Location identification entries
+++++
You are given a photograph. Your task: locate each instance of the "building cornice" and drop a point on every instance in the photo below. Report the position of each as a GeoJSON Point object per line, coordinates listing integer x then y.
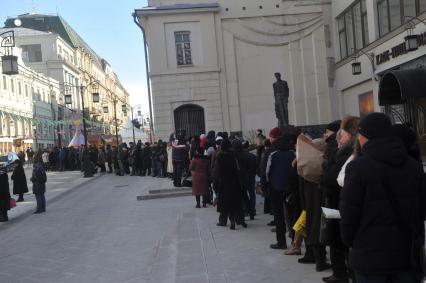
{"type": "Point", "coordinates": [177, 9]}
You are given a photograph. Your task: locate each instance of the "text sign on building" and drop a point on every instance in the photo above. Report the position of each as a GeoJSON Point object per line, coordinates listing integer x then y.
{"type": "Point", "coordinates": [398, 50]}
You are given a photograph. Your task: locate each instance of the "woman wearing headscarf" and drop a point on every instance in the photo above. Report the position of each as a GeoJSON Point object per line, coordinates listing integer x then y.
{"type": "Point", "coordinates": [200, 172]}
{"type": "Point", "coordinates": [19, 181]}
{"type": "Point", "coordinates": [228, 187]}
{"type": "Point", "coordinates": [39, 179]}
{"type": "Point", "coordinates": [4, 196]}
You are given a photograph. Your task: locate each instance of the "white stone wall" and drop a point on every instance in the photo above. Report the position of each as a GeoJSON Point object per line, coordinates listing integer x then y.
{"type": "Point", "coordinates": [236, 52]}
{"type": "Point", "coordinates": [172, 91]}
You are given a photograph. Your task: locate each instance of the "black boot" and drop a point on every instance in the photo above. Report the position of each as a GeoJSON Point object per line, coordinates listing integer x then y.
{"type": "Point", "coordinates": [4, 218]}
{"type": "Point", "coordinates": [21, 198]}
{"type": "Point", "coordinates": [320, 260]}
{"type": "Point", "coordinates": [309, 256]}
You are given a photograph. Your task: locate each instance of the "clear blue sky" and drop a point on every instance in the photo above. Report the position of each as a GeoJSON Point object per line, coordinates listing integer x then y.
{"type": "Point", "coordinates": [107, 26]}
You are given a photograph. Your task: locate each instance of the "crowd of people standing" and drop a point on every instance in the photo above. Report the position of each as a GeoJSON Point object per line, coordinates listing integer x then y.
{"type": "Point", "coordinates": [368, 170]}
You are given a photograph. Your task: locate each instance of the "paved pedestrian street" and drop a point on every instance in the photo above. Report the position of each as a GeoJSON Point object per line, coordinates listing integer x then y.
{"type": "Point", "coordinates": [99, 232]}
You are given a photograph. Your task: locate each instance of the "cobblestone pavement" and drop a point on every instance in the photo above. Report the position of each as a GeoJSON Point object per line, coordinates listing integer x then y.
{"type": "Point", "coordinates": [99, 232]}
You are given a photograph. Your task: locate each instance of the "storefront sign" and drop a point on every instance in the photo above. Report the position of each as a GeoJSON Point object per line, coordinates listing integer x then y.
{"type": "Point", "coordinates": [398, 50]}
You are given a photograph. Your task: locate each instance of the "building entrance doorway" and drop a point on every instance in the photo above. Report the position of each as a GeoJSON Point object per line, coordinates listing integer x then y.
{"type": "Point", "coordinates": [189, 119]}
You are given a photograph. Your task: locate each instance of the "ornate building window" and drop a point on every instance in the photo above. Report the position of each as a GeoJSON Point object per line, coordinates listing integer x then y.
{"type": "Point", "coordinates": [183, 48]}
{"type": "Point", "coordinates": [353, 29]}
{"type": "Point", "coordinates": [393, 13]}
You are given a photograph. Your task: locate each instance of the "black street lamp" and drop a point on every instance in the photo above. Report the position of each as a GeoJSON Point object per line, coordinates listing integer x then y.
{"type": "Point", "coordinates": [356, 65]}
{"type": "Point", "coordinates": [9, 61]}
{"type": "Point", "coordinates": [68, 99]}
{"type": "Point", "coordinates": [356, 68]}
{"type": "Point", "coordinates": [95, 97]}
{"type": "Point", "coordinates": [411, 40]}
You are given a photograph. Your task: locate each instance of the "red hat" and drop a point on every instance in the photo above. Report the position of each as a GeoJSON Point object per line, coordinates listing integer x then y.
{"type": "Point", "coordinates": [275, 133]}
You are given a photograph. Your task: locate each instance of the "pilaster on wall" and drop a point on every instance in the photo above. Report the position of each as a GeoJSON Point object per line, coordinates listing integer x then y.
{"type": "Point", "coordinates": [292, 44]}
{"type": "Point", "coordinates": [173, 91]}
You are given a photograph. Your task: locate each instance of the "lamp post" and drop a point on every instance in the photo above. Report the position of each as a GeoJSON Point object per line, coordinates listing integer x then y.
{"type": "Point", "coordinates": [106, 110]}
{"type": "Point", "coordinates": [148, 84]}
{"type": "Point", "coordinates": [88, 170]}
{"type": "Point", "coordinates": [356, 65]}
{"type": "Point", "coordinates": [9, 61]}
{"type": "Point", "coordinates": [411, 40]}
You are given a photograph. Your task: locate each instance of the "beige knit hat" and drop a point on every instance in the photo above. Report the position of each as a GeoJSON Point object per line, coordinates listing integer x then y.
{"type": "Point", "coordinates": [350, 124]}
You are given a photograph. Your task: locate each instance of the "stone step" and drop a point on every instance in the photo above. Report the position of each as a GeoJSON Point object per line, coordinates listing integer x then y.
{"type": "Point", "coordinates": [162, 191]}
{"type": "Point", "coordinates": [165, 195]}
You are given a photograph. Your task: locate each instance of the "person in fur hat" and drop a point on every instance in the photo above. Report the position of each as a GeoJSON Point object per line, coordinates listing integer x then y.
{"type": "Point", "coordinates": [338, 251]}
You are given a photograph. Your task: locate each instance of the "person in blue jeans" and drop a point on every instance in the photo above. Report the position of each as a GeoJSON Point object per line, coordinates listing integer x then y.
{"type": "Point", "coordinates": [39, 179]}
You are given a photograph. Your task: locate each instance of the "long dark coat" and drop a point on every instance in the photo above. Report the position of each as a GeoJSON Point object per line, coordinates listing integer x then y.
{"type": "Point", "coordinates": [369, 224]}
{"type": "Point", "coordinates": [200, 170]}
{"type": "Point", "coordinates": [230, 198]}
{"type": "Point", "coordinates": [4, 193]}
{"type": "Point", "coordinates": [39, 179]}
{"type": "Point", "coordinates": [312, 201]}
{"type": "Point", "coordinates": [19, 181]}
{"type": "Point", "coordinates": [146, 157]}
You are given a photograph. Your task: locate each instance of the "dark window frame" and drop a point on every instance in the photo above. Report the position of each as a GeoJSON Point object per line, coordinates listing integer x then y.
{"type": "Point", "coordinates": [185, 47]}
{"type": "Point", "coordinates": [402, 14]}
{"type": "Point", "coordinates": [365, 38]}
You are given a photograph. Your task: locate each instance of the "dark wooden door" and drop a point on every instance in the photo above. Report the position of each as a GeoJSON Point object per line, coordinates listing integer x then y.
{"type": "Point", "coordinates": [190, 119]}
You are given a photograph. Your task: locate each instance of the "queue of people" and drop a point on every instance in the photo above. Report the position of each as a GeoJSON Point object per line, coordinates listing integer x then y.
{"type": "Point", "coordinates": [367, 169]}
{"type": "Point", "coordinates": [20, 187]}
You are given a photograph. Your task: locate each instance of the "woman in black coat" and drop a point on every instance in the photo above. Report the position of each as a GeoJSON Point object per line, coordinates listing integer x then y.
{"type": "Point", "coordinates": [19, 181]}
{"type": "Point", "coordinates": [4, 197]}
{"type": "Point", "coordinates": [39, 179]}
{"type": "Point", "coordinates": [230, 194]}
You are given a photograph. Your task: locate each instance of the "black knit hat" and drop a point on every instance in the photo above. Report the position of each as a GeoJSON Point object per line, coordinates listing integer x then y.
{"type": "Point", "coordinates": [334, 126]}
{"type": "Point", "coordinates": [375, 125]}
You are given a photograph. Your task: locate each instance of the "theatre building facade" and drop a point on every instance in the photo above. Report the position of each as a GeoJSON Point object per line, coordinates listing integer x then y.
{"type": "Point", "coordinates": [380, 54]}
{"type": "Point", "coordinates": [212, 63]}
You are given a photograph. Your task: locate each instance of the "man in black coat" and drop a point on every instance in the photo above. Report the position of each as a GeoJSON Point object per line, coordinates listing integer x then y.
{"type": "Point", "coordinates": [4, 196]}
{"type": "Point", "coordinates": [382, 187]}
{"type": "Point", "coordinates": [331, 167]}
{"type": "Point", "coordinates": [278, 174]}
+++++
Locate each line in the entries above that contains the word "lamp", and copy every such line.

You are given a photograph. Your task: locate each instance of the "black street lamp" and drop a point on every instance in the photo above. Report the position of each as a GeoJSON Point object per line, coordinates listing integer x then y.
You are given a photograph. Your task: locate each instance of the "lamp post" and drop a point on every instance in the photo above. Report the position of each as a GeoJSON Point object per line, coordinates listing integer x then y.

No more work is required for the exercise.